■ SECÇÃO DO TEXTO:
# # # # #
1. Execução para prestação de facto por outrem
Está-se aqui perante uma execução para prestação de facto positivo fungível, fundada em sentença (arts. 703.º, n.º 1 do Cód. Proc. Civil).
O regime processual da execução para prestação de facto positivo fungível encontra-se previsto nos arts. 868.º a 875.º do Cód. Proc. Civil e, no âmbito da lei substantiva, no art. 828.º do Cód. Civil.
A execução para prestação de facto tem, assim, por finalidade, em primeiro lugar, dar ao credor o que ele obteria pelo cumprimento voluntário – execução específica, ou seja, a realização do facto, ainda que seja prestado pelo próprio exequente ou por terceiro, designadamente quando esteja em causa uma obrigação de facto fungível e o credor opte pela execução do facto em espécie.
Com efeito, como resulta do disposto no art. 868.º, n.º 1, do Cód. Proc. Civil, o exequente, quando a prestação de facto fungível não é voluntariamente efetuada, pode optar entre a execução em espécie, requerendo a prestação por outrem, e a execução por equivalente, requerendo a indemnização do dano sofrido com a não realização da prestação (indemnização compensatória).
A prestação de facto fungível é aquela que pode ser realizada por pessoas diferentes do devedor, sem que daí resulte prejuízo para o credor – cfr. Professor Antunes Varela, Das Obrigações em Geral, Vol. I, 7.ª Edição, Almedina, pág. 98. Como referido por João Calvão da Silva, Cumprimento e Sanção Pecuniária Compulsória, 4.ª Edição, Almedina, p. 363, pode haver «(…) sub-rogação do devedor por terceiro no cumprimento da obrigação sem lesão do interesse do credor (…)».
No caso em análise, o exequente, face ao não cumprimento da prestação pela executada dentro do prazo fixado pelo tribunal a quo (arts. 874.º e 875.º do Cód. Proc. Civil) requereu, nos termos previstos no art. 868.º, n.º 1, 1.ª parte, do Cód. Proc. Civil, a prestação por outrem.
2. Tramitação da execução para prestação de facto por outrem
Optando o exequente pela prestação de facto por outrem, não havendo oposição da executada (art. 875.º, n.º 2, do Cód. Proc. Civil) – como sucedeu no caso dos autos –, a execução prossegue, observando-se a seguinte tramitação processual:
a) a avaliação do custo da prestação (art. 870.º, n.º 1, do Cód. Proc. Civil);
b) a execução do património do devedor para se obter o dinheiro necessário a pagar o custo da prestação – ‘execução de custeamento’ (art. 870.º, n.º 2, do Cód. Proc. Civil);
c) a realização da prestação por pessoa distinta do devedor – pelo exequente ou por terceiro sob a orientação e vigilância do exequente (art. 871.º do Cód. Proc. Civil);
d) a fase da prestação de contas (art. 871.º e arts. 944.º a 946.º do Cód. Proc. Civil);
e) a fase do pagamento do crédito do exequente (art. 872.º, n.º 1, do Cód. proc. Civil).
# # # # #
■ TAREFA ESCRITA: Reescreve o texto sobre a execução para prestação de facto entre "O regime processual" e "facto em espécie.", inclusive, trocando "credor" por "titular do crédito". Os itens não têm qualquer papel neste exercício.
# # # # #
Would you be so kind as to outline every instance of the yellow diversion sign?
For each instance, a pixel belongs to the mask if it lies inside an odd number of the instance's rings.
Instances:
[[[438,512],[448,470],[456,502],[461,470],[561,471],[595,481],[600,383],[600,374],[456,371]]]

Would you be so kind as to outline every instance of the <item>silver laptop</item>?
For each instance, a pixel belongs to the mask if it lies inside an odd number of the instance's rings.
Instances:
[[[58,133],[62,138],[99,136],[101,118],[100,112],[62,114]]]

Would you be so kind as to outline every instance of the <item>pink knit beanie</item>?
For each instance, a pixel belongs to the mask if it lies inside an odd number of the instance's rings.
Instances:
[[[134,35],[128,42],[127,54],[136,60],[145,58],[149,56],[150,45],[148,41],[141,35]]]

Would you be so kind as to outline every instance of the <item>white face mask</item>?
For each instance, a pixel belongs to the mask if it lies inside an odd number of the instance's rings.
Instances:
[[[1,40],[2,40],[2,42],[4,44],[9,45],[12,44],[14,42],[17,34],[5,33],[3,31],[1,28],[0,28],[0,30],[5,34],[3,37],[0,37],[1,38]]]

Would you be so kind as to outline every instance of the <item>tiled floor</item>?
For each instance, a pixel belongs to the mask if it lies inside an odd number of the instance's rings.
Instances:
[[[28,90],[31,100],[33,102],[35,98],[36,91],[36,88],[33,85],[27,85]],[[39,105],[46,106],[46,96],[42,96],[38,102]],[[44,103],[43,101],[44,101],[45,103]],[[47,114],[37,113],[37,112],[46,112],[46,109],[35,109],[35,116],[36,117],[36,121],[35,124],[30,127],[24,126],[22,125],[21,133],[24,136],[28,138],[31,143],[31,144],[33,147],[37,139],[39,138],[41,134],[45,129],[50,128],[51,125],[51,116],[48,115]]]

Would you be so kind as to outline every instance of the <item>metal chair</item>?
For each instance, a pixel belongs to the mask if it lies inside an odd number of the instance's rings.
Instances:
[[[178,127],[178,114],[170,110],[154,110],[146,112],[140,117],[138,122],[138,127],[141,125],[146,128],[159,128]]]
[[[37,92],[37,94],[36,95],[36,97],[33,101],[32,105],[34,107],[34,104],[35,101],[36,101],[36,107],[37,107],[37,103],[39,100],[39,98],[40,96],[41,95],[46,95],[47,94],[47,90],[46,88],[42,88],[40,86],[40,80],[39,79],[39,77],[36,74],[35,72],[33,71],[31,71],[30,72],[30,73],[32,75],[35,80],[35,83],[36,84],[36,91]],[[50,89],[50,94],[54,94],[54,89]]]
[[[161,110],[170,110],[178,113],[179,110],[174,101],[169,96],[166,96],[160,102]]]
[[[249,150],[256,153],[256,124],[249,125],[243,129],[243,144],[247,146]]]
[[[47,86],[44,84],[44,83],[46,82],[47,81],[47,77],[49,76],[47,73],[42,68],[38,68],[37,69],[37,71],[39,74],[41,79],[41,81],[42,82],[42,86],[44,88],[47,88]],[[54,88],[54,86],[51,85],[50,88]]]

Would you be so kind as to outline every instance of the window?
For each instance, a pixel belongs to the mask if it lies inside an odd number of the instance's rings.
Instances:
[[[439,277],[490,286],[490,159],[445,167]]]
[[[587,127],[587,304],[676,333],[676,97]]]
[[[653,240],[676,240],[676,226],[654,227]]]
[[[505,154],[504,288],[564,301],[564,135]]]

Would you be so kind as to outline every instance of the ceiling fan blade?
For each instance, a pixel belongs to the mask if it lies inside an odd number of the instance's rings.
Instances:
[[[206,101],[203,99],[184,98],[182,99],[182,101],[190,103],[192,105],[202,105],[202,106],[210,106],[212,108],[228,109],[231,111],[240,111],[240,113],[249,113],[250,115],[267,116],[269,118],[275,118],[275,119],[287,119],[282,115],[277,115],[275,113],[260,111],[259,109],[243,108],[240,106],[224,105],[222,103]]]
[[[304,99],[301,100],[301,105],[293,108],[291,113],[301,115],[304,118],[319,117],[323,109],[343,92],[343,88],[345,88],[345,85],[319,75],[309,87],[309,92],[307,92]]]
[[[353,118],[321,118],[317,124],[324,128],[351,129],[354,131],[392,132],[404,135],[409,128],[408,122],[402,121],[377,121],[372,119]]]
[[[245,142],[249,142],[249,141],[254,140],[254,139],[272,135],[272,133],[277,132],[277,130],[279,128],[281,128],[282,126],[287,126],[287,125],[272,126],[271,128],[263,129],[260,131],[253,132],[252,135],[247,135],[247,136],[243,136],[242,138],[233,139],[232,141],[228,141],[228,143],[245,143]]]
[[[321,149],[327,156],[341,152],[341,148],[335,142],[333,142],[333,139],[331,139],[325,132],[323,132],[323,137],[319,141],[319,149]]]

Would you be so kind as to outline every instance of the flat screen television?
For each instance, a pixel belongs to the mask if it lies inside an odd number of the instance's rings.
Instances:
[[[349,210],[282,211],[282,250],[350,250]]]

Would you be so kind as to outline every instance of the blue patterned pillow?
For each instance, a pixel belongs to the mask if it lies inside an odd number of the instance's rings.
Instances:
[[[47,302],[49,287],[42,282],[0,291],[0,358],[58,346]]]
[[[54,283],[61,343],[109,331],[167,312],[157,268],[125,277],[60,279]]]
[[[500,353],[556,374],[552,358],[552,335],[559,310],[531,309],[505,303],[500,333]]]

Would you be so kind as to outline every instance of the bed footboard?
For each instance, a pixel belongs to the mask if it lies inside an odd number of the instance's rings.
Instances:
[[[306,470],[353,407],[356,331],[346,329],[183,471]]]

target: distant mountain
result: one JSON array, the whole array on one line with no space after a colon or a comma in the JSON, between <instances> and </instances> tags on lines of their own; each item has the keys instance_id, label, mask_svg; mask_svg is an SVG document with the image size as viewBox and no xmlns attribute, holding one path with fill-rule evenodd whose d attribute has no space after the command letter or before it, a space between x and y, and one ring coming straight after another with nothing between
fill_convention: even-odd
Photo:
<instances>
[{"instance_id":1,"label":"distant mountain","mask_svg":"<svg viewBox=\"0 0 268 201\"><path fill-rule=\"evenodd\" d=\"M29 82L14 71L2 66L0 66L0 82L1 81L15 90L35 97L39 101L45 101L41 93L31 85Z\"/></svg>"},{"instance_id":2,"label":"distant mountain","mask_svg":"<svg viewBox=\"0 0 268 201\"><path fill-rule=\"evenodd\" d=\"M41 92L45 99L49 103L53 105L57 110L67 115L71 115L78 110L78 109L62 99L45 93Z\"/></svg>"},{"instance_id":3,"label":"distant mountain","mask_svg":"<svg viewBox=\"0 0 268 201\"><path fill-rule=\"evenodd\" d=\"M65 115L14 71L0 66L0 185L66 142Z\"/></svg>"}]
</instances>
# # # # #
■ RESPOSTA DA TAREFA:
O regime processual da execução para prestação de facto positivo fungível encontra-se previsto nos arts. 868.º a 875.º do Cód. Proc. Civil e, no âmbito da lei substantiva, no art. 828.º do Cód. Civil.
A execução para prestação de facto tem, assim, por finalidade, em primeiro lugar, dar ao titular do crédito o que ele obteria pelo cumprimento voluntário – execução específica, ou seja, a realização do facto, ainda que seja prestado pelo próprio exequente ou por terceiro, designadamente quando esteja em causa uma obrigação de facto fungível e o titular do crédito opte pela execução do facto em espécie.